*EXCERPT PROVIDED*.
☆ ☆ ☆

Improving hurricane forecastsSep 27, 2012
The 5.4-foot long EMILY unmanned unit will be used by NOAA to research the surface features of hurricanes.
The National Oceanic and Atmospheric Administration (NOAA) has made great strides in improving hurricane and tropical storm forecasts. Supercomputers and satellites have changed the game and allowed for better accuracy in tracking and predicting the paths of these storms. But the technology and techniques continue to improve. This hurricane season, researchers at NOAA’s Office of Oceanic and Atmospheric Research have some new tools, ranging from an autonomous surface craft to drone aircraft, that will provide new data sets on hurricane formation and behavior. Improved hurricane prediction is obviously good news for ocean sailors.
Voyagers with anything less than a 100-foot yacht might think their boat is too small to take on the fury of a hurricane. But NOAA’s new hurricane research device, an unmanned surface vehicle (USV) called EMILY, is just 5.4 feet long. And this diminutive craft is designed to plunge into the maelstrom of a tropical cyclone, head to the hurricane’s eye and gather data. It is equipped with a gasoline-fueled engine and can also use battery power for propulsion. EMILY can reportedly operate for 10 days before needing to refuel. The unit is internally divided by watertight bulkheads, said Justyna Nicinska, EMILY project manager. “It consists of four independently sealed bulkheads that contain the motor, electronics and navigation, fuel tank and forward sensors respectively.”
The unit’s low center of gravity helps with stability. “The payloads and internal components have been configured to provide a low center of gravity well below the deck and waterline,” Nicinska said. “The gasoline motor is fed through a series of air boxes that minimize the ingress of water and a pump continuously expels water that is collected internally through the air intake and exhaust. Additionally, the pipes for the air boxes are equipped with flow regulators that close when the platform is inverted.”
On board the EMILY unit is a suite of sensors that can record barometric pressure, air and sea surface temperatures, salinity, wind speed and wind direction. EMILY is also equipped with a high-definition camera that can relay images back to NOAA scientists. EMILY has an onboard satellite link that can relay data gathered from the eye of a storm.
Such surface level data from inside hurricanes has been difficult to attain, since most vessels, both commercial and recreational, do their level best to avoid hurricanes. And if they did get caught in one, most voyagers would likely have other things to do rather than record weather data.

☆ ☆ ☆

*Photo object-pointing records*.
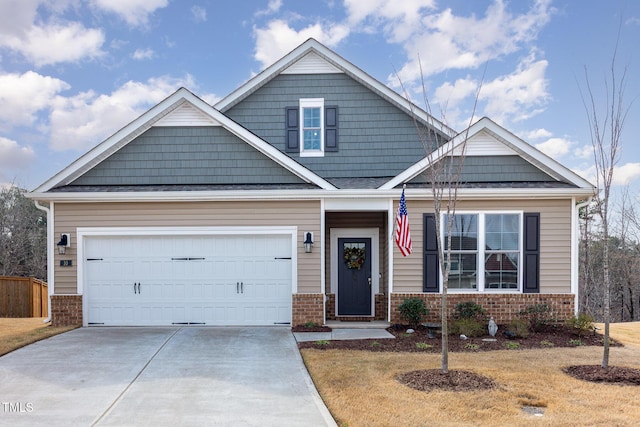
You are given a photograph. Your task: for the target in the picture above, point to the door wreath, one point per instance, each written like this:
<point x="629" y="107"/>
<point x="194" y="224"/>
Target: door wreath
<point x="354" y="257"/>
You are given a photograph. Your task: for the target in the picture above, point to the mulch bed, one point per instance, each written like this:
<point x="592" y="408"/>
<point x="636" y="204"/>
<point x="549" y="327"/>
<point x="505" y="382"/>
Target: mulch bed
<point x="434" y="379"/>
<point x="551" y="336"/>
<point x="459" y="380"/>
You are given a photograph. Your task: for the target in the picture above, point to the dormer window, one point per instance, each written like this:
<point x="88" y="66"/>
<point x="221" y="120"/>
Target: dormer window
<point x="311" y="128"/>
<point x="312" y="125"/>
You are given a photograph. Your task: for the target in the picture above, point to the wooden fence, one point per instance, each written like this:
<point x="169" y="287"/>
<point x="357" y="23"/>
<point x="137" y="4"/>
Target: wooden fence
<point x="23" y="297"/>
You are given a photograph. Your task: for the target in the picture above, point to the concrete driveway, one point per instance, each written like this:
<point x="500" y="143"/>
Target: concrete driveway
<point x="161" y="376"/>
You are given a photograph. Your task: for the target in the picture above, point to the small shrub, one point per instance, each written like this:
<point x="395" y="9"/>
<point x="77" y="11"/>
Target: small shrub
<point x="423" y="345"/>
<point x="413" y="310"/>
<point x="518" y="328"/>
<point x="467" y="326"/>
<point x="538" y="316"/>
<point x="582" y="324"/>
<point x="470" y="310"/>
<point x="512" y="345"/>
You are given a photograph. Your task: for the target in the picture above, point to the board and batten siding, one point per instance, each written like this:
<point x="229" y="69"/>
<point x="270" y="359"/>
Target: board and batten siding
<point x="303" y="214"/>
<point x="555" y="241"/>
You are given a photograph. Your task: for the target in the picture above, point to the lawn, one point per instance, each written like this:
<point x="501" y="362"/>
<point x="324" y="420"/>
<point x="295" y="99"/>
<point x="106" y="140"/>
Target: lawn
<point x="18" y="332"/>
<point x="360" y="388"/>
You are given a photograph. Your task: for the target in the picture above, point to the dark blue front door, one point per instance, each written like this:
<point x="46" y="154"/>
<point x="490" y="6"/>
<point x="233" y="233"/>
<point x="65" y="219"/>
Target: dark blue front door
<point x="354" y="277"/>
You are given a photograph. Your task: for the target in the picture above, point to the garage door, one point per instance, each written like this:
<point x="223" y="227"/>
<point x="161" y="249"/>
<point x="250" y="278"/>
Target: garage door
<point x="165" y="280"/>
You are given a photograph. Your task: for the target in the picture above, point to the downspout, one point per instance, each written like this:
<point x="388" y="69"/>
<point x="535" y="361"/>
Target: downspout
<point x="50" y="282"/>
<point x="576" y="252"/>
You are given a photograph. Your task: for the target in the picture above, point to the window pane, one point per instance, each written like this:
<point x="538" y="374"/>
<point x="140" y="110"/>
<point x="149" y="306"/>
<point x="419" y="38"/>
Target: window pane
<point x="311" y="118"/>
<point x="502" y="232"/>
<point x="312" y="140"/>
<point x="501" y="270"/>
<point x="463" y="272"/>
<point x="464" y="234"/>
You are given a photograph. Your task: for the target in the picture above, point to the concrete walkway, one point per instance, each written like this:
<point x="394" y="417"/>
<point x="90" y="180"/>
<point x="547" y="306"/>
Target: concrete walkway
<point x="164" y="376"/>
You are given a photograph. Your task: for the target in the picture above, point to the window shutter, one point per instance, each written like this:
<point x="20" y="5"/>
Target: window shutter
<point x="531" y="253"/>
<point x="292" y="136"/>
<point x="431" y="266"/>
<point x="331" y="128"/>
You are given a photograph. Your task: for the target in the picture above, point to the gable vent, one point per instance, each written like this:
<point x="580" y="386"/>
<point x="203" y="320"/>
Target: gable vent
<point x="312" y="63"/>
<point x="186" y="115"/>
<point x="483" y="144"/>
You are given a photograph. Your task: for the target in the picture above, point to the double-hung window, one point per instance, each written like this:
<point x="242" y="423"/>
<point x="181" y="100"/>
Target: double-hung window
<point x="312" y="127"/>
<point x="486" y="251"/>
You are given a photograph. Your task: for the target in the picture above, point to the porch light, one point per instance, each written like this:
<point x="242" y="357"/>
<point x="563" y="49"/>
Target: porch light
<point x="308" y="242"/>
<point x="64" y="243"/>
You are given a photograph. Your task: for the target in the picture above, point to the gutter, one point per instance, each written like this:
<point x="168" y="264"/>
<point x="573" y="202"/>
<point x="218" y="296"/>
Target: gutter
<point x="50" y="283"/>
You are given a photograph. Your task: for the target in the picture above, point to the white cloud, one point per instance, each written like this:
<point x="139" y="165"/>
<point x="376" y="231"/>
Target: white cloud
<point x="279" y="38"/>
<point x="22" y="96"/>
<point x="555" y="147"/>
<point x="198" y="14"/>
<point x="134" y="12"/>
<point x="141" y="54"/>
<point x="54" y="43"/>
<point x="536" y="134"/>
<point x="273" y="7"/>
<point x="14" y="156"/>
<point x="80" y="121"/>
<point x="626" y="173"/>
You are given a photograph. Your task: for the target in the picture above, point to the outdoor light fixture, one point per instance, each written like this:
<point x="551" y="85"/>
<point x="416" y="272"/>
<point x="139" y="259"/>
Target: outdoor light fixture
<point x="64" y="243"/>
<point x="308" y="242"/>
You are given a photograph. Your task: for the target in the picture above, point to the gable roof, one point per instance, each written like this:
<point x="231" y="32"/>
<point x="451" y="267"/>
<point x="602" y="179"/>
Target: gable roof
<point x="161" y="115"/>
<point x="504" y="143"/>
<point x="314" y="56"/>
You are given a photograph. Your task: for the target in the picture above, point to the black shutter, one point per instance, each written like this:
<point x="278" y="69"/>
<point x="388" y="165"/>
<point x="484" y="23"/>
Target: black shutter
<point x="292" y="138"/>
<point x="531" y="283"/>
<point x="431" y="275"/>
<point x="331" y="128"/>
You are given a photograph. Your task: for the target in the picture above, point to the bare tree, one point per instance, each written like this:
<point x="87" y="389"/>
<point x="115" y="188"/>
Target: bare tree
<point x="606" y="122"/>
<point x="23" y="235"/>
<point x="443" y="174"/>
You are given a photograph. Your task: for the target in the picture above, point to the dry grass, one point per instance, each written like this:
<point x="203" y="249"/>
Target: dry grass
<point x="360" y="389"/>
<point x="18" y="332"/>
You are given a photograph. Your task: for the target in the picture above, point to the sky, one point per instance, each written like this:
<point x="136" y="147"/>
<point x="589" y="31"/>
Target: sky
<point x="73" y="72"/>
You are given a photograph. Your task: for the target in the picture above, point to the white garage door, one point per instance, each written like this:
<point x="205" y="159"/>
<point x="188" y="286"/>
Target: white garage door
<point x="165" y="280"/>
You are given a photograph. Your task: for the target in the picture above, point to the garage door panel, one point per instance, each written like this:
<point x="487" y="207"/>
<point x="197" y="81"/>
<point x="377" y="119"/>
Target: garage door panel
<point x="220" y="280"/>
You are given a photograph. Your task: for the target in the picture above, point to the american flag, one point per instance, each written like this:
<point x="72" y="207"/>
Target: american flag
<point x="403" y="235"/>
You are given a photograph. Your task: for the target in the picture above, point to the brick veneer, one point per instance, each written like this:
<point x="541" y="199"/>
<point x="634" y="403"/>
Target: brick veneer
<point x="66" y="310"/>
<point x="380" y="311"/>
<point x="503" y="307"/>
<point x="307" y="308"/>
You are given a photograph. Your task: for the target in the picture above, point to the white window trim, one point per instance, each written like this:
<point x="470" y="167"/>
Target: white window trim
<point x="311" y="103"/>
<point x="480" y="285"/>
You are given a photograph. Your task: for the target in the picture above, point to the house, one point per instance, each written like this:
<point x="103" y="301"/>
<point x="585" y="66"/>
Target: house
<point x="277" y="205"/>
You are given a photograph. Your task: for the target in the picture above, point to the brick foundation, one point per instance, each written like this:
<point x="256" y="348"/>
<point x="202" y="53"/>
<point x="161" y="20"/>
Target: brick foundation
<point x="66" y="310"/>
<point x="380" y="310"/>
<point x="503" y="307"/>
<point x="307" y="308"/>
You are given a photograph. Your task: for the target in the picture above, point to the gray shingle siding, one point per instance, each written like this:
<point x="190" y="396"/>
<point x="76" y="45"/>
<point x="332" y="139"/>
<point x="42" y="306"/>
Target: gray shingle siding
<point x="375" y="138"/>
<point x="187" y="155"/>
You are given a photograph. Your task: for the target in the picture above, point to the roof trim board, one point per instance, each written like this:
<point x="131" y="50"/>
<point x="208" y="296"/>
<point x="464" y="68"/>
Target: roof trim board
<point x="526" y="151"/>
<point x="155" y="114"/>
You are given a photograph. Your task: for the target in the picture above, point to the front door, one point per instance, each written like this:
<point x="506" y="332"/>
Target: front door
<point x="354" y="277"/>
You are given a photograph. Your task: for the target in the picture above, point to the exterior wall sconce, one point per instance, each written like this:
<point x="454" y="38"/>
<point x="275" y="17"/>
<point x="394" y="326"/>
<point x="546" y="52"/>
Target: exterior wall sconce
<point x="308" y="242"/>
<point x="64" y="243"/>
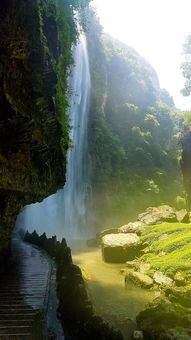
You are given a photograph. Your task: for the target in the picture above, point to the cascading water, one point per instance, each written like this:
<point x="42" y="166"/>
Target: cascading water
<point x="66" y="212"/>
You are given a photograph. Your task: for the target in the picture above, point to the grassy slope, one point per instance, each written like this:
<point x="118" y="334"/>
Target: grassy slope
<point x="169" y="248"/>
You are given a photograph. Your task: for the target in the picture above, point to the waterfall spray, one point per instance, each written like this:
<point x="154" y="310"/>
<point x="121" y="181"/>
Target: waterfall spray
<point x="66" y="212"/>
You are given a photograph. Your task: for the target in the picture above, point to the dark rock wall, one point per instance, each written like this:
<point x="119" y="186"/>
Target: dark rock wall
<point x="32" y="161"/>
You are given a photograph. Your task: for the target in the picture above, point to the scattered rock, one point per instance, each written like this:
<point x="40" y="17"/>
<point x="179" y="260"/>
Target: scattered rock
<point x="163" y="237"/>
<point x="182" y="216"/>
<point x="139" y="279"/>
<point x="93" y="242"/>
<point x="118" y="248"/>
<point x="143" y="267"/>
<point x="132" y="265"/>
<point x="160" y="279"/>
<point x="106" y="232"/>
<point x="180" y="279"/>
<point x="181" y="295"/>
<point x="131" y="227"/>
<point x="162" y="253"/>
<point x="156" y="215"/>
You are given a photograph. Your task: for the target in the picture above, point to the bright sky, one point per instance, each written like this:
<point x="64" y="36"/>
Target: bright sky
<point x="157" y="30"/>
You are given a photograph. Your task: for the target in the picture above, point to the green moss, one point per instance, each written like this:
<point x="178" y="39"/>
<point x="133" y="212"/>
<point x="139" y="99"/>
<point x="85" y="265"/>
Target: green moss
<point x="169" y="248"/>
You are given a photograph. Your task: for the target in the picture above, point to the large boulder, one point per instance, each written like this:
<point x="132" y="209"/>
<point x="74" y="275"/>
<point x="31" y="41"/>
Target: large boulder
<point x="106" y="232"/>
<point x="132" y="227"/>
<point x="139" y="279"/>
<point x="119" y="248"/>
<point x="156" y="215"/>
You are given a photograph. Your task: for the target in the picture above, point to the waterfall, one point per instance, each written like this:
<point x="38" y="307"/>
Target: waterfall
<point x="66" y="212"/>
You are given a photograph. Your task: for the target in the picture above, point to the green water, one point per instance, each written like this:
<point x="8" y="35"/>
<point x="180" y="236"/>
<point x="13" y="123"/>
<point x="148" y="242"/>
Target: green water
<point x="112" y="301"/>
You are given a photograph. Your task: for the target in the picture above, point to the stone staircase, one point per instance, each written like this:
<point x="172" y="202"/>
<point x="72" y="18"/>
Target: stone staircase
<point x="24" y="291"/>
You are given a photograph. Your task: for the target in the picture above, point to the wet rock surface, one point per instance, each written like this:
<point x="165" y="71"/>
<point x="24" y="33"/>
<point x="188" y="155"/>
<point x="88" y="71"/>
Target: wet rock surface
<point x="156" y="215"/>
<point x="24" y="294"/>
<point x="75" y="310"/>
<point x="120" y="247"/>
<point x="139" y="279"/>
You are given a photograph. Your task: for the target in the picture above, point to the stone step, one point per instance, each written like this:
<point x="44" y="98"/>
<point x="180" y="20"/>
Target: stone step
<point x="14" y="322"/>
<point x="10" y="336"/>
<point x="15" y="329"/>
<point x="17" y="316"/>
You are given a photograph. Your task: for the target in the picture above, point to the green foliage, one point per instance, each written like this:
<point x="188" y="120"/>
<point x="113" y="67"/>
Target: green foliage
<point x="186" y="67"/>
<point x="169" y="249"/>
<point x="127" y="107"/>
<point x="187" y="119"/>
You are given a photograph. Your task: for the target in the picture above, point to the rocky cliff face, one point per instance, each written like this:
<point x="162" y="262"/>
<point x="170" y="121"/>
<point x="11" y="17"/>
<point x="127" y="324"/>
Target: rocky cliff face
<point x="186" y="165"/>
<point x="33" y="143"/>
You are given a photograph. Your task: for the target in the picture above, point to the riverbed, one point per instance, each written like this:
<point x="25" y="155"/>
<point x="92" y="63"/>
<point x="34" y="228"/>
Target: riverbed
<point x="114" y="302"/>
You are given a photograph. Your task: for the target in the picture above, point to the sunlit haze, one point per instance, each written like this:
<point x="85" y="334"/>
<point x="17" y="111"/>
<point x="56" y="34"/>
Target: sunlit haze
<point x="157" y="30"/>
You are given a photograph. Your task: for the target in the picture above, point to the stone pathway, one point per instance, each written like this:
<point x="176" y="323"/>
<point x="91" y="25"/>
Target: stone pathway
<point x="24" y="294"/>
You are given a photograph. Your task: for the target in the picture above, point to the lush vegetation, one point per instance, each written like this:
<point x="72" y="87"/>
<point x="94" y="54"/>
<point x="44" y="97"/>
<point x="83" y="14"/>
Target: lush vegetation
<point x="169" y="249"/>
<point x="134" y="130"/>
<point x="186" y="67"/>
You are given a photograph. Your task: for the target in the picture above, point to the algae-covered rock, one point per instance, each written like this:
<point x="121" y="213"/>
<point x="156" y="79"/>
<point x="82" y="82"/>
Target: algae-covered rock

☆ ☆ ☆

Rewrite the passage of the hurricane forecasting article starting at "The National Oceanic" and ending at "for ocean sailors.", changing "drone aircraft" to "unmanned aircraft".

The National Oceanic and Atmospheric Administration (NOAA) has made great strides in improving hurricane and tropical storm forecasts. Supercomputers and satellites have changed the game and allowed for better accuracy in tracking and predicting the paths of these storms. But the technology and techniques continue to improve. This hurricane season, researchers at NOAA’s Office of Oceanic and Atmospheric Research have some new tools, ranging from an autonomous surface craft to unmanned aircraft, that will provide new data sets on hurricane formation and behavior. Improved hurricane prediction is obviously good news for ocean sailors.